[Image annotation data]
━━━━━━━━━━━━━━━━━━━━
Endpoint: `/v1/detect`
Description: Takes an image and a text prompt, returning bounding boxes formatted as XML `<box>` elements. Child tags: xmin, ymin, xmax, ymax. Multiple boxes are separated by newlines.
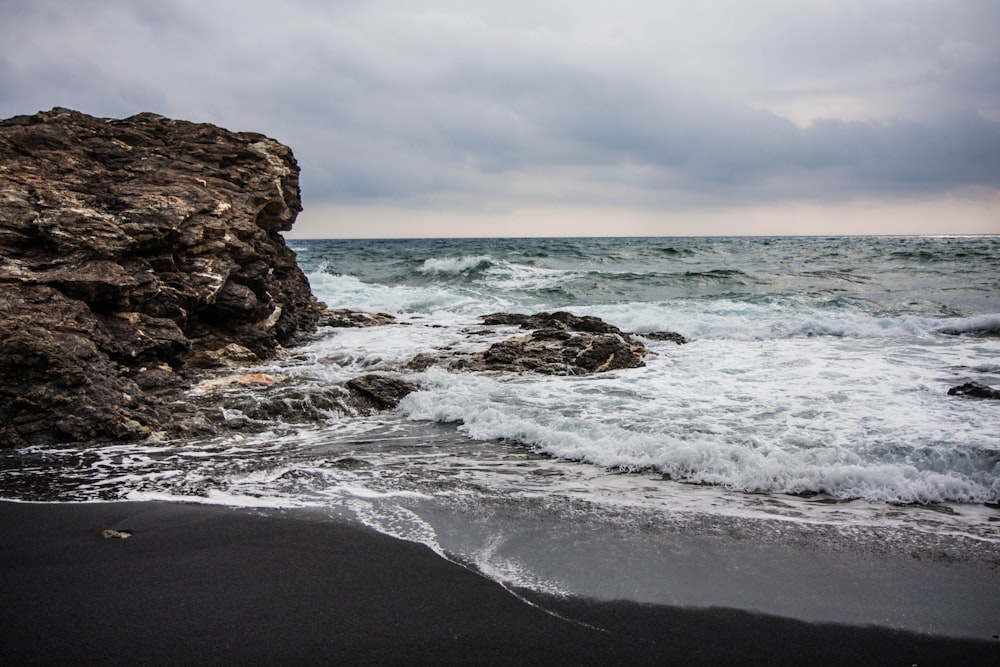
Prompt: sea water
<box><xmin>0</xmin><ymin>236</ymin><xmax>1000</xmax><ymax>634</ymax></box>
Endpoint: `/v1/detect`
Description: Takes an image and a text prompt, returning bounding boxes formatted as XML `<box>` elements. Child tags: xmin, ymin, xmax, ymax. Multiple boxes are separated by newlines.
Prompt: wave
<box><xmin>401</xmin><ymin>368</ymin><xmax>1000</xmax><ymax>503</ymax></box>
<box><xmin>417</xmin><ymin>255</ymin><xmax>496</xmax><ymax>274</ymax></box>
<box><xmin>937</xmin><ymin>313</ymin><xmax>1000</xmax><ymax>338</ymax></box>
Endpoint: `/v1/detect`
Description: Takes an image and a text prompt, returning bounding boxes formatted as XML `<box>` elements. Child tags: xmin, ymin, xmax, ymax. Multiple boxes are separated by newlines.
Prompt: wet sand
<box><xmin>0</xmin><ymin>502</ymin><xmax>1000</xmax><ymax>665</ymax></box>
━━━━━━━━━━━━━━━━━━━━
> [Stated exercise]: How many lines in the entries above contain the string "xmax"? Case matters, and only the number should be given.

> [Output of the exercise]: 8